** START **

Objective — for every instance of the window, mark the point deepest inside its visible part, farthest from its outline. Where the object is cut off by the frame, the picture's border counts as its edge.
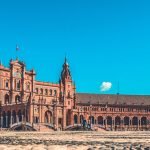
(7, 99)
(51, 92)
(69, 94)
(7, 84)
(55, 92)
(41, 91)
(18, 85)
(28, 86)
(18, 99)
(46, 92)
(36, 91)
(68, 102)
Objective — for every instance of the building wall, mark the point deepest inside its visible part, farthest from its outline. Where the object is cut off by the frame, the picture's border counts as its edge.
(24, 99)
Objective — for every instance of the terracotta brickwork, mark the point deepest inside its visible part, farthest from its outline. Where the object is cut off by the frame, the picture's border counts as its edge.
(24, 100)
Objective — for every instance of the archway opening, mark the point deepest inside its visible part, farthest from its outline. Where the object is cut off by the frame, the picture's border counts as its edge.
(75, 119)
(126, 121)
(143, 121)
(117, 120)
(109, 120)
(100, 120)
(48, 117)
(135, 121)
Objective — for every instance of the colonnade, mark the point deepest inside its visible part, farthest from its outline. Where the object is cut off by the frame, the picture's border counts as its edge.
(113, 122)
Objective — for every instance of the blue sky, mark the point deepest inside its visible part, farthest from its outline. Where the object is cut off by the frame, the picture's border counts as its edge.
(105, 41)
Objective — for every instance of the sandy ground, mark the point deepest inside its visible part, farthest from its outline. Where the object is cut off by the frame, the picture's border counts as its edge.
(75, 140)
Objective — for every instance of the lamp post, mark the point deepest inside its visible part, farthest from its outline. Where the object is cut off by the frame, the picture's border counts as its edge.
(1, 114)
(90, 117)
(55, 110)
(33, 101)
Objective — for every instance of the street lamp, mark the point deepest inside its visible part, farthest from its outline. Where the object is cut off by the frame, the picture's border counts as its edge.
(90, 117)
(33, 101)
(1, 114)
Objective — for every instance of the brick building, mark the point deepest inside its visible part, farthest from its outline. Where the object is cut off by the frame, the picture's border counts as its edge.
(31, 104)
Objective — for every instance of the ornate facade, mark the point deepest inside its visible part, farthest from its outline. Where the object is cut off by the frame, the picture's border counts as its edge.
(26, 102)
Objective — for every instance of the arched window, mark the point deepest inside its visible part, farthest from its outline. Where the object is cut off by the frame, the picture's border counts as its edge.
(18, 99)
(6, 84)
(7, 99)
(41, 91)
(28, 86)
(55, 92)
(50, 92)
(18, 85)
(69, 94)
(36, 91)
(46, 91)
(75, 119)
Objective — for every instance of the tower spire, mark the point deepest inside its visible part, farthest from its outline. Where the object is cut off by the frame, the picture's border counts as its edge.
(65, 74)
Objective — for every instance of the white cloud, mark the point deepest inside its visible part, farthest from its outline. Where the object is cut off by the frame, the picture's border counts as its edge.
(105, 86)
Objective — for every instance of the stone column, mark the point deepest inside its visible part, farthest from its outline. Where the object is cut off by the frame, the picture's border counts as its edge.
(64, 117)
(6, 121)
(22, 118)
(10, 120)
(105, 122)
(78, 121)
(72, 119)
(17, 120)
(1, 122)
(40, 119)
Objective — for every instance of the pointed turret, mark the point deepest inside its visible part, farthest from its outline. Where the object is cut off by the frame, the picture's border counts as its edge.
(65, 74)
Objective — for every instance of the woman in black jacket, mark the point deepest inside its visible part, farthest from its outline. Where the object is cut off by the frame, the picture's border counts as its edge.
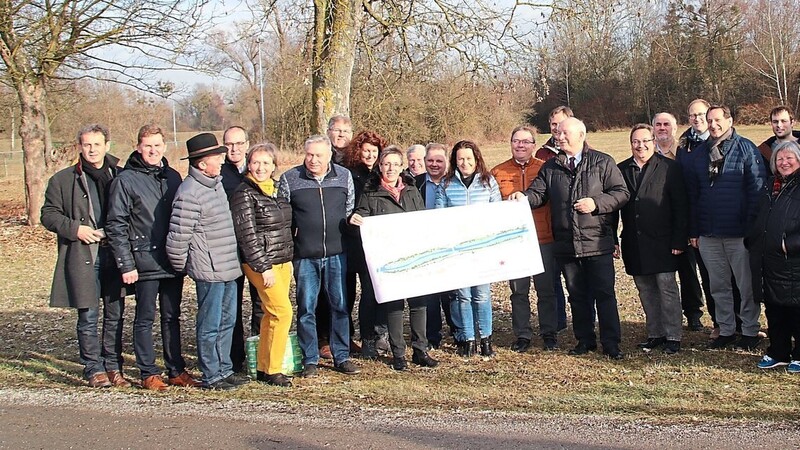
(392, 192)
(774, 244)
(262, 222)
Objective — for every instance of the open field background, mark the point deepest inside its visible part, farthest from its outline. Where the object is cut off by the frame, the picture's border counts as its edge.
(38, 349)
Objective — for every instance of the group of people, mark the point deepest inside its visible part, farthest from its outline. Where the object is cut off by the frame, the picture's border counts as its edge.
(699, 201)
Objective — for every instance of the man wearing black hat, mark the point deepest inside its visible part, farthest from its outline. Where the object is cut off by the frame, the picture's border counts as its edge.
(140, 203)
(201, 242)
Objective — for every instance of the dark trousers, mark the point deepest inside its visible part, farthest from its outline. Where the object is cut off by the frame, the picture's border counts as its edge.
(323, 309)
(168, 292)
(238, 352)
(371, 318)
(784, 324)
(418, 311)
(436, 304)
(101, 354)
(590, 283)
(691, 289)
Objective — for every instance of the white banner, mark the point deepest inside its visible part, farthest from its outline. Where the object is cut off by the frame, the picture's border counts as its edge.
(450, 248)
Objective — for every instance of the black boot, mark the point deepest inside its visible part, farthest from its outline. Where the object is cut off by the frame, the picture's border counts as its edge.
(421, 358)
(486, 347)
(466, 348)
(399, 363)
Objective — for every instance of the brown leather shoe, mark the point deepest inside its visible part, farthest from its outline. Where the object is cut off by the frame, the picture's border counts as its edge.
(154, 383)
(325, 352)
(185, 380)
(117, 379)
(100, 379)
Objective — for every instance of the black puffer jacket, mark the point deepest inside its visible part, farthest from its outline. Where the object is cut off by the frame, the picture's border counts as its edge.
(262, 225)
(776, 275)
(140, 205)
(597, 176)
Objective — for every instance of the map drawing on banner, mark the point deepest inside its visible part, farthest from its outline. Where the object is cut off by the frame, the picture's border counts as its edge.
(453, 248)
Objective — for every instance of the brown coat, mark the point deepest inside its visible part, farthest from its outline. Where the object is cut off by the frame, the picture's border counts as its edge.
(67, 205)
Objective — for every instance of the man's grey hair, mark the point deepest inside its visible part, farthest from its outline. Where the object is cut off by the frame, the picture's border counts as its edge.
(672, 119)
(93, 128)
(317, 138)
(415, 148)
(339, 118)
(791, 146)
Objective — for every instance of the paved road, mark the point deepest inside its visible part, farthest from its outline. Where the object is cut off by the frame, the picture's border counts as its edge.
(113, 419)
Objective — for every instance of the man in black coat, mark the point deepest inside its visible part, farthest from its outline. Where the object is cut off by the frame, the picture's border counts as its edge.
(140, 205)
(654, 233)
(75, 206)
(584, 190)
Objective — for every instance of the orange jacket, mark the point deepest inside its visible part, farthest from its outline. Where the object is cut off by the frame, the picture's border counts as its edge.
(512, 178)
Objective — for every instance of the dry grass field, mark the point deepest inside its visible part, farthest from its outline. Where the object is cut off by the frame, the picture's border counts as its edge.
(38, 349)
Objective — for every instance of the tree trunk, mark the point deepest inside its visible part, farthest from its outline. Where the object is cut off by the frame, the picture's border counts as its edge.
(336, 25)
(36, 144)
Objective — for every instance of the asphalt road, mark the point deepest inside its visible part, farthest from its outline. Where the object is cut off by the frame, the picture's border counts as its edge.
(114, 419)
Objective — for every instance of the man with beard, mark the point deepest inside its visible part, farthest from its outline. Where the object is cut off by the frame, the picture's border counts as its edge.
(724, 179)
(782, 120)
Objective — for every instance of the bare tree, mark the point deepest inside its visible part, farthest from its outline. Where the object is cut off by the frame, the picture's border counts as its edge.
(43, 40)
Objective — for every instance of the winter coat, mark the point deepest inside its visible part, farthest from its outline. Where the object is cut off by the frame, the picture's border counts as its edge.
(453, 192)
(377, 201)
(356, 262)
(597, 176)
(319, 209)
(656, 219)
(263, 226)
(725, 207)
(765, 148)
(776, 275)
(511, 177)
(140, 205)
(201, 240)
(231, 178)
(67, 205)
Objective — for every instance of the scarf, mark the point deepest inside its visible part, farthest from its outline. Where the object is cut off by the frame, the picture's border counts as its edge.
(101, 178)
(716, 156)
(394, 191)
(267, 186)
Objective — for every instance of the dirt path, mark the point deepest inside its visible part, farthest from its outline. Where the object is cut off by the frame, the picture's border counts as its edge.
(109, 419)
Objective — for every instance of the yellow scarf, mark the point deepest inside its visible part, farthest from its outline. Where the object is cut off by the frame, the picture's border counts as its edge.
(267, 186)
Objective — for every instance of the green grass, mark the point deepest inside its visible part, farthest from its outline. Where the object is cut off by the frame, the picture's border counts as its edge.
(38, 350)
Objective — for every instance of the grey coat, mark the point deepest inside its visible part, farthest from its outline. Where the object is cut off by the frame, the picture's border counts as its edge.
(201, 240)
(67, 205)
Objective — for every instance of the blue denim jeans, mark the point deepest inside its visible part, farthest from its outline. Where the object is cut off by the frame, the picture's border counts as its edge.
(311, 275)
(472, 305)
(168, 291)
(216, 316)
(101, 353)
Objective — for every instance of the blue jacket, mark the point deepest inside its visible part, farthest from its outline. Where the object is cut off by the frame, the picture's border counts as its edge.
(319, 209)
(725, 207)
(452, 192)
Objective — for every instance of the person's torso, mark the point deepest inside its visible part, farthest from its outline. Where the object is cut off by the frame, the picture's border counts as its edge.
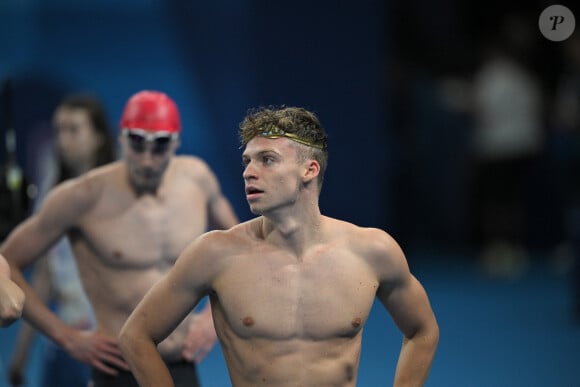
(285, 319)
(125, 244)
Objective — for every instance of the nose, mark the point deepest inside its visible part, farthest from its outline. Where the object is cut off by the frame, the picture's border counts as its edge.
(249, 172)
(146, 158)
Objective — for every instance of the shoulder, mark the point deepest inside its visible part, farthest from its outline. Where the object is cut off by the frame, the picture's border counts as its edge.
(211, 252)
(82, 192)
(376, 247)
(228, 242)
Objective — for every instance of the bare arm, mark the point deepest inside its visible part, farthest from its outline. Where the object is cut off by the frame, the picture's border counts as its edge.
(407, 303)
(173, 298)
(61, 210)
(11, 296)
(42, 287)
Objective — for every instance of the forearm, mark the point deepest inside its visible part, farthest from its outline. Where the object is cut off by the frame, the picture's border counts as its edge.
(22, 346)
(11, 301)
(415, 359)
(144, 361)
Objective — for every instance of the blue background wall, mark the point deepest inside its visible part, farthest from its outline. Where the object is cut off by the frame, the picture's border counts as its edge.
(219, 58)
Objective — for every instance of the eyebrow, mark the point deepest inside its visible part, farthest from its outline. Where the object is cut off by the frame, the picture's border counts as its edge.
(261, 153)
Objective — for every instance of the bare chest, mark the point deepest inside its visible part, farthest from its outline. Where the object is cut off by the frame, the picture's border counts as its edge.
(145, 233)
(326, 296)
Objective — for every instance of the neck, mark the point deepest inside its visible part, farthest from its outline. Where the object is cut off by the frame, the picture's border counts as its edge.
(295, 228)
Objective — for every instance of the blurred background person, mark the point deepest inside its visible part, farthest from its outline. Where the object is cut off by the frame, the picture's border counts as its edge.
(83, 140)
(11, 296)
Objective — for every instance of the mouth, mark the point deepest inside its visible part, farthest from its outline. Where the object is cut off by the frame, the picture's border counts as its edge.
(252, 192)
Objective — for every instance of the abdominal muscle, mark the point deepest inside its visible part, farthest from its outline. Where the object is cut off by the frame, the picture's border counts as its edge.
(113, 301)
(293, 362)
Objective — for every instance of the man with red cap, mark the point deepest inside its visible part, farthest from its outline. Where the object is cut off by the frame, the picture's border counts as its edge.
(127, 222)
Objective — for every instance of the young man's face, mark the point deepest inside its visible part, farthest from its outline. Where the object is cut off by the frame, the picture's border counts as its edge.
(147, 155)
(272, 173)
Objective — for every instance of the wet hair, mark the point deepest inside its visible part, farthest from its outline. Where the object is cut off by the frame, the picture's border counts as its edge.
(100, 123)
(294, 123)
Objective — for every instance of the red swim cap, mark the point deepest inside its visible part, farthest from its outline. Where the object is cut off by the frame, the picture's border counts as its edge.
(152, 111)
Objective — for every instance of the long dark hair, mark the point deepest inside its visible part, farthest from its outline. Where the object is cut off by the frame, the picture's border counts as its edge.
(99, 120)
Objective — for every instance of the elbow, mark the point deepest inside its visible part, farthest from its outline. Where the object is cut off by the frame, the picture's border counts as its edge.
(125, 339)
(12, 306)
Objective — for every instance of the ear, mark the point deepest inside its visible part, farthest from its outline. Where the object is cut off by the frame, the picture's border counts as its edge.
(177, 143)
(312, 171)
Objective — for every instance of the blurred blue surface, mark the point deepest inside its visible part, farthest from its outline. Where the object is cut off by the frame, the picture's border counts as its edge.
(494, 333)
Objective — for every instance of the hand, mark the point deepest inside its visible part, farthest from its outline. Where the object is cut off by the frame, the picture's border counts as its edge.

** END **

• Given task:
Arrange the records as a Markdown table with the columns "Row" and "Line," starting with the line that contains "Objective — for every instance of the ear, mark" and going on through the last line of the records above. Give each line its own numbered row, and leave out blank lines.

• Task solution:
| Row | Line |
|---|---|
| 1 | Objective — for every instance of the ear, mark the point deepest inside its visible part, farthest from its outline. Where the object is cut off by the frame, the picture's border counts as its edge. |
| 2 | (177, 143) |
| 3 | (312, 171) |
| 4 | Objective — for every instance of the blurred blue surface, mark the point deepest inside its visible part, farthest from its outline. Where the object is cut off by the frame, the picture's border counts as its edge. |
| 5 | (494, 333) |
| 6 | Objective — for every instance of the hand, mark the point deepest inside its visible part, farthest from its outline. Where the object is cut off by the frame, the picture's border counts as its edge. |